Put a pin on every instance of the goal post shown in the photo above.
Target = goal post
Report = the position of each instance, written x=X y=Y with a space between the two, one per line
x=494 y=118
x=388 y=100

◆ PROBLEM DETAILS ◆
Repeat the entries above word for word, including every line.

◆ EXERCISE OUTPUT ◆
Put a pin on every instance of the goal post shown in the photo above.
Target = goal post
Report = the position of each instance, written x=X y=Y with a space between the two, one per line
x=494 y=118
x=388 y=100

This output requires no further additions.